> _Objetivo_
Transcreva, sem nenhuma alteração, o trecho do texto sobre a Lei da Igualdade Salarial que começa em "No Brasil, as" e segue até "chega a 25,2%.".

O que está por trás da investida contra a Lei da Igualdade Salarial?
O 1º de Maio das trabalhadoras chega com seus direitos no mundo do trabalho, adquiridos recentemente, sendo questionados. A Lei da Igualdade Salarial determina que empresas devem adotar medidas para garantir a equidade
por Julieta Palmeira
No mês de abril deste ano, entrou na pauta da Câmara dos Deputados um Projeto de Lei -PDL- que pretende revogar a portaria que regulamenta a Lei nº 14.611. A Lei estabelece a igualdade salarial e critérios remuneratórios entre mulheres e homens no ambiente de trabalho, modificando o artigo 461 da CLT, a primeira lei de iniciativa do Executivo no terceiro Governo Lula. O PDL é de autoria da deputada Adriana Ventura (Novo-SP) com explícito apoio de deputadas e de deputados da União Brasil e do PL. Outras iniciativas de questionamento da regulamentação foram tomadas, entre elas, está a Ação Direta de Inconstitucionalidade no âmbito do Supremo Tribunal Fedetal (STF)
No Brasil, as mulheres ganham 19,4% a menos que os homens , sendo que a diferença em cargos de dirigentes e gerentes, por exemplo, a diferença de remuneração chega a 25,2%.

> _Linhas de dados_
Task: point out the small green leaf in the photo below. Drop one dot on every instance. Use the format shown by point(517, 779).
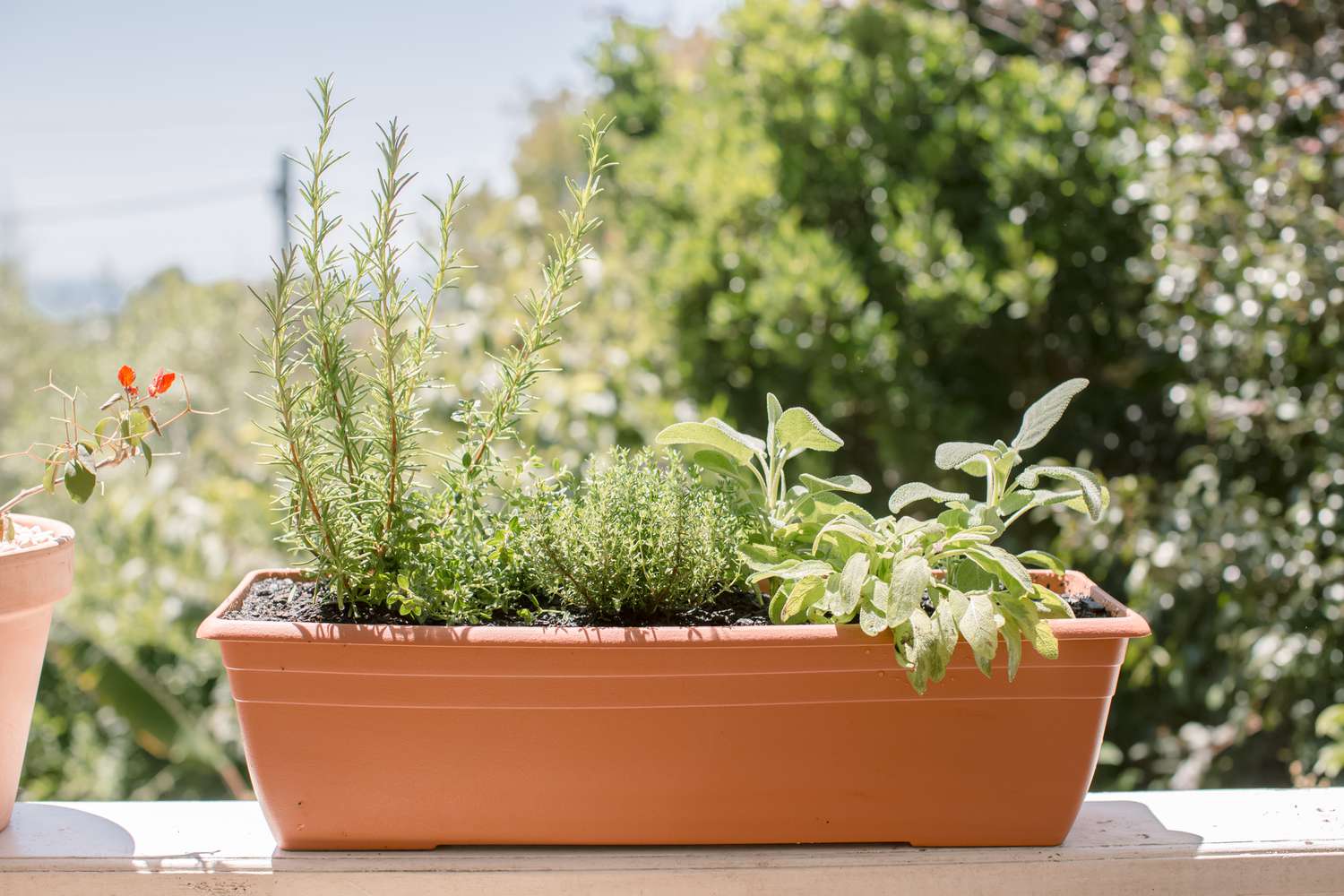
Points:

> _Resposta redigida_
No Brasil, as mulheres ganham 19,4% a menos que os homens , sendo que a diferença em cargos de dirigentes e gerentes, por exemplo, a diferença de remuneração chega a 25,2%.